-------- EXERCISE INPUT
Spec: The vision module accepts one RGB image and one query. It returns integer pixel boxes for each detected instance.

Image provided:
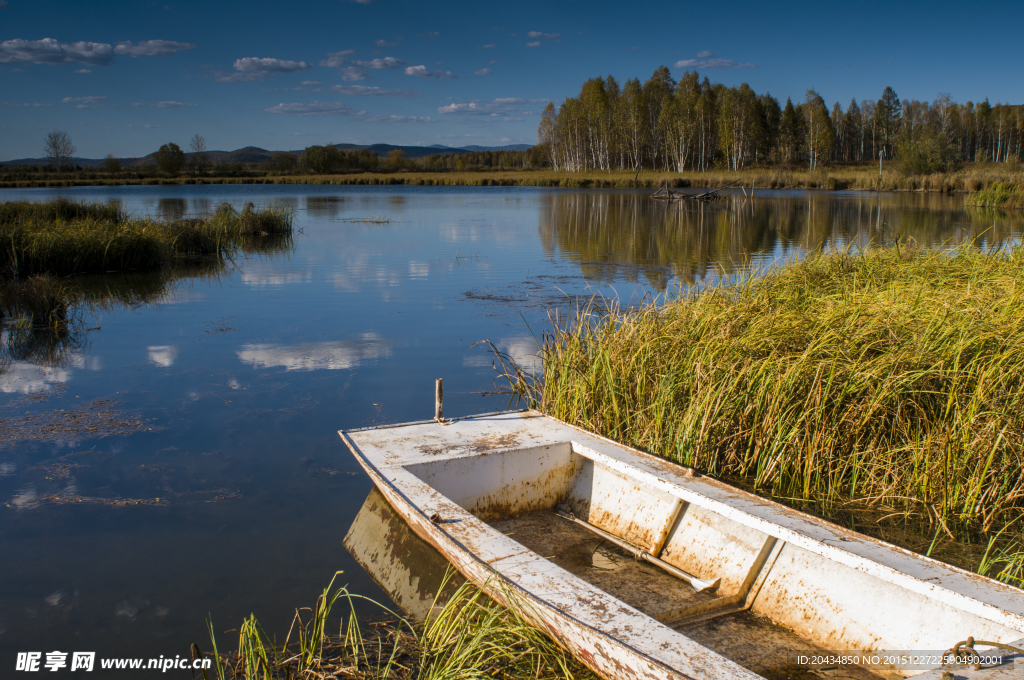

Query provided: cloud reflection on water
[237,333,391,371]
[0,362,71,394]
----------------
-------- EXERCISE INPUT
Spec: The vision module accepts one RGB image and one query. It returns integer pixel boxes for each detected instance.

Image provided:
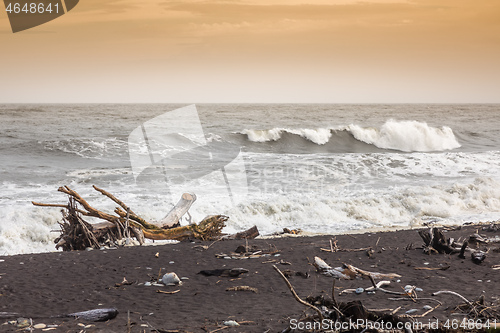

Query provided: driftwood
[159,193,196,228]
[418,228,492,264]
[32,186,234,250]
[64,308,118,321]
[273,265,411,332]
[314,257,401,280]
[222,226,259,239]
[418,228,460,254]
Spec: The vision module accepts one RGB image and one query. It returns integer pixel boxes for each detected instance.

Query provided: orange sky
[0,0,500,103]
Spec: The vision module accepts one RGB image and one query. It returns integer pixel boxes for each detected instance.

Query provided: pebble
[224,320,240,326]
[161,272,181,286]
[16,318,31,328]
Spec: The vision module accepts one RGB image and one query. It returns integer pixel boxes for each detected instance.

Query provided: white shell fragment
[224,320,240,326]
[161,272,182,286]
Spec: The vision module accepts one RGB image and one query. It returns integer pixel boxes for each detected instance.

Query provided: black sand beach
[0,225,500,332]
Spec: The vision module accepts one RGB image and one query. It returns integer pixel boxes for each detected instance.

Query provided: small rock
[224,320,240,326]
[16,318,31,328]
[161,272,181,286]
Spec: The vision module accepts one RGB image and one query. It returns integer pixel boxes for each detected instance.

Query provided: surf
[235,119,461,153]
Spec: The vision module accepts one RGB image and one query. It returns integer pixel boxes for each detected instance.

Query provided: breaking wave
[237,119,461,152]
----------------
-------- EXERCISE INPUT
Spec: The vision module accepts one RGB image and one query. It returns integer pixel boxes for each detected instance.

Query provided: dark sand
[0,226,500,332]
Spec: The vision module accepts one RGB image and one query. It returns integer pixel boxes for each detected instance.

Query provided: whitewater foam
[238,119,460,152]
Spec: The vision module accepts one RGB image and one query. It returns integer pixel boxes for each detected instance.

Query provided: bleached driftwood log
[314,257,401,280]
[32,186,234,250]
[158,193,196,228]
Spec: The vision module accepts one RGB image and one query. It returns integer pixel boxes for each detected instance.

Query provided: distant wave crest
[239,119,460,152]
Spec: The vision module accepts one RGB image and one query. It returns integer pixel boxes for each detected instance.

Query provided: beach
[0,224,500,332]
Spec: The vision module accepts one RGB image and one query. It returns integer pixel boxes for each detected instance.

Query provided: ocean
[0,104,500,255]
----------------
## INSTRUCTIONS TO FOLLOW
Show every line of the records that contains the string "sand", reproducing each one unchanged.

## RESULT BELOW
Query provided: black sand beach
Query provided: dark sand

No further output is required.